| SELECTION |

══════════════════════════════

Fans display the American flag and a patriotic spirit at Super Bowl 51 in Houston. (Getty Images)
The lines to get into the (free) NFL Live experience on Saturday morning stretch for hundreds of yards. Inside, there are massive sponsored displays from the likes of Verizon, NASA and the Animal Planet Puppy Bowl. Between these booths and the various concert stages and food trucks, an increasingly dense compaction of humanity grows. More lines for the ticketed events. And a long line to have your photo taken with a digital rendering of the Lombardi Trophy. Fox News has a set there, and anchor Shepard Smith slips through the crowd unabated. There aren't many people gathered nearby, either. Far more people are interested in the Fox NFL Sunday set. Crowds wave and holler at Jimmy Johnson and Terry Bradshaw, and some women scream and swoon at the sight of Michael Strahan.
Fans of both teams buck whatever preconceived expectations I have pretty fast. There are a few Pats fans striding about in hideous red, white and blue New England Patriots business suits. One or two are in Patriots gear and hats or vests that signify they are combat veterans. And some Atlanta fans are decked out in head-to-toe Falcon red, with matching plastic Mardi Gras beads. But there are also the Patriots-themed luchadores. And French-speaking Falcons fans.
Everywhere I go, Patriots fans outnumber Falcons fans. Most of the people here are local. Texans fans. Cowboys fans. Fans of some other random team or no team in particular. Just out to enjoy a warm, sunny afternoon and food from the food trucks.
The food truck area brings the only discernible difference between Falcons fans and Patriots fans. There are an enormous number of Tom Brady jerseys around the truck selling lobster sandwiches—and a few Falcons fans standing nearby looking puzzled and disgusted.
Nearly every street corner has people either preaching or protesting. A small group holds up signs protesting circumcision. A man shouts "Stop cutting baby penis!" Two streets down, two different street preachers yell at each other on megaphones, arguing about an interpretation of something nobody else nearby seems to understand or care about. On one street, a man hands out what look like Patriots trivia cards. One side has questions like: "What year were the New England Patriots founded?" "Who did the Patriots lose to in Super Bowl XXXI?" "Where did Tom Brady fall in the 2000 draft?" The last question is: "What do you & all football players have in common?" The answer: "Death," and a long explanation about Jesus and repenting.

══════════════════════════════

[Entries taken from a collection]
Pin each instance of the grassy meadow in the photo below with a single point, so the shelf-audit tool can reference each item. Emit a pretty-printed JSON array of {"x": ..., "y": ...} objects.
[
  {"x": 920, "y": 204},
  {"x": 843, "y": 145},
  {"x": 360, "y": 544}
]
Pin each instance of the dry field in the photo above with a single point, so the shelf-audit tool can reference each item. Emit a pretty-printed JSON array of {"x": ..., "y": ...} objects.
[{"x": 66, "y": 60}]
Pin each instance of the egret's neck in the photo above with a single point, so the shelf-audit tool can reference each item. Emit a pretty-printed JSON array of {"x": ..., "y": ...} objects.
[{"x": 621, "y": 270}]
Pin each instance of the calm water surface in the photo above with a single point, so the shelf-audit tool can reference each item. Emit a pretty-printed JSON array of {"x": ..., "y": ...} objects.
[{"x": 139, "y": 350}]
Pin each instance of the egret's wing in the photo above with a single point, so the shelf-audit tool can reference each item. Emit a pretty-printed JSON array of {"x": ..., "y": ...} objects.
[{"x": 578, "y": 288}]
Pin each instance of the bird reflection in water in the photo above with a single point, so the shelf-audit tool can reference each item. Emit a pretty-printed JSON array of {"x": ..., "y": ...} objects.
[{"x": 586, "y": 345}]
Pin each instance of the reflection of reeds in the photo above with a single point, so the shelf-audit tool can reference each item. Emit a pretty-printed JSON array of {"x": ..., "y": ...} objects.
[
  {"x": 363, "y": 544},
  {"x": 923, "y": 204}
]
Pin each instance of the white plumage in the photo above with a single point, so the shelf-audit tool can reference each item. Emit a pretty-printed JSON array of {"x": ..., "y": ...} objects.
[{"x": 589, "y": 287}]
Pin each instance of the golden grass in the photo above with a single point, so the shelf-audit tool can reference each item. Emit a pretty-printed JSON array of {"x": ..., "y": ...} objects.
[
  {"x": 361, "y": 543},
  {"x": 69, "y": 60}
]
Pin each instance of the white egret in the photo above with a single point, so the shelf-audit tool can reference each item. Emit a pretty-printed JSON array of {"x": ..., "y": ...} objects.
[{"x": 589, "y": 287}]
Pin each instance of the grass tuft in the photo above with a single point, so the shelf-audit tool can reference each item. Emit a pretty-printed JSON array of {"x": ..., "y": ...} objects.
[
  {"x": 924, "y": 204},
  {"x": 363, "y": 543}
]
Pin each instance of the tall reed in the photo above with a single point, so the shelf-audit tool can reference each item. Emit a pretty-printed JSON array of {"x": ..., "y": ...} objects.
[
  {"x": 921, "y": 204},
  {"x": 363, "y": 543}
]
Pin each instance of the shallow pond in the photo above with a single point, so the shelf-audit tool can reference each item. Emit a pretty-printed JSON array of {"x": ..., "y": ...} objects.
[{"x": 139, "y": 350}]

══════════════════════════════

| SET OF TASKS |
A - In the listing, from the line with "Pin each instance of the golden" through the end of the listing, swap "shelf-audit tool" for "catalog viewer" and leave everything else unchanged. Return only those lines.
B - Resume the piece on the Super Bowl 51 fan scene in Houston, continuing on from its last sentence.

| ANSWERS TO THE TASKS |
A -
Pin each instance of the golden grass in the photo above with a single point, so the catalog viewer can reference each item. Emit a pretty-printed JSON array of {"x": ..., "y": ...} objects.
[
  {"x": 361, "y": 543},
  {"x": 69, "y": 60}
]
Pin each instance of the white egret in the photo above with a single point, so the catalog viewer can reference each item. Emit a pretty-printed JSON array of {"x": ..., "y": ...} objects.
[{"x": 589, "y": 287}]
Pin each instance of the grass tuft in the photo above with a single point, so the catalog viewer can reference each item. Emit a pretty-printed JSON array of {"x": ..., "y": ...} objects.
[
  {"x": 924, "y": 204},
  {"x": 363, "y": 543}
]
Pin each instance of the tall reed in the photo above with a single point, so the catalog viewer can reference each item. Emit a pretty-printed JSON array of {"x": ..., "y": ...} objects.
[
  {"x": 921, "y": 204},
  {"x": 363, "y": 543}
]
Pin each instance of the shallow pond in the photo above with a single point, so the catalog viewer can reference each item. Emit a pretty-printed JSON array of {"x": ..., "y": ...} objects.
[{"x": 139, "y": 350}]

B -
Tom Brady celebrates with the Vince Lombardi Trophy after the Patriots win the Super Bowl. (Getty Images)
There is zero talk of politics, even at the Fox News booth. There is only one Make America Great Again hat that I see all day. (All weekend, for that matter.) It is worn by a man selling both Falcons and Patriots scarves, both of which are going fast. A teenage white girl—maybe 14—wearing a cardboard Patriots crown printed by the Boston Globe tells the man in a quiet voice, "I like your hat."
"You should give me a tip, then," he says.
At some point, as the sun is going down Saturday, the security team at Discovery Green stops admitting people, capping the crowd before ZZ Top kicks off its set. Taylor Swift plays at a club nearby. And a Taylor Swift impersonator plays at a gay bar called South Beach.
There are more people gathered around the Fox News set now. The crowd can hear Greg Gutfeld, the host of the show broadcasting that hour, explain how Donald Trump is like the Oakland Raiders of the late 1970s. And the Democrats are like winless Buccaneers or Lions. There isn't much reaction. There are two signs in the crowd advertising BlacksforTrump2020.com.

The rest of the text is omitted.